The answer is to be one number: the count of lines in this listing that have the string "brick".

- [Supplied entries]:
....

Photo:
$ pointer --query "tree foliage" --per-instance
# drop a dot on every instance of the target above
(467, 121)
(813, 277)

....

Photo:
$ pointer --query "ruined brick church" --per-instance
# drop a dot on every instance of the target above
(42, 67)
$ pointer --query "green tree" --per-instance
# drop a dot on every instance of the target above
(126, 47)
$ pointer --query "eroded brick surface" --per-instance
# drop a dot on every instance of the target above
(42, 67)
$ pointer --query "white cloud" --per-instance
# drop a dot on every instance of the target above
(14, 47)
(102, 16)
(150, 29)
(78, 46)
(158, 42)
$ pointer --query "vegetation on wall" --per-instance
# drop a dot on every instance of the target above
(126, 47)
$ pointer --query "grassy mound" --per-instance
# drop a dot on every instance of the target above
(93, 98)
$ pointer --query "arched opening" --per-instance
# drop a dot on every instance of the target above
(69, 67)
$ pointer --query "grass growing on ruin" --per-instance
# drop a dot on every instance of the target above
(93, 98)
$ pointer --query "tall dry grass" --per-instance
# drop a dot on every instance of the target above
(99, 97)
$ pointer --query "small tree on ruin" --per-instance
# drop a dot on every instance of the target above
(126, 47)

....

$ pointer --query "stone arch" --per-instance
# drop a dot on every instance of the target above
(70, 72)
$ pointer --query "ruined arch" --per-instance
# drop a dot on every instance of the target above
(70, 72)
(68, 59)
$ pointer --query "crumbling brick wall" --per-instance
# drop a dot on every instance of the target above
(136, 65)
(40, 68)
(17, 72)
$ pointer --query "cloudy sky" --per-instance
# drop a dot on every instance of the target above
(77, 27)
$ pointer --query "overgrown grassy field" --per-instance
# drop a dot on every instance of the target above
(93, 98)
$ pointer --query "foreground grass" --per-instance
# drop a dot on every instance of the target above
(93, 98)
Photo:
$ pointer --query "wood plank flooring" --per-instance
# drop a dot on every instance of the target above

....

- [Exercise solution]:
3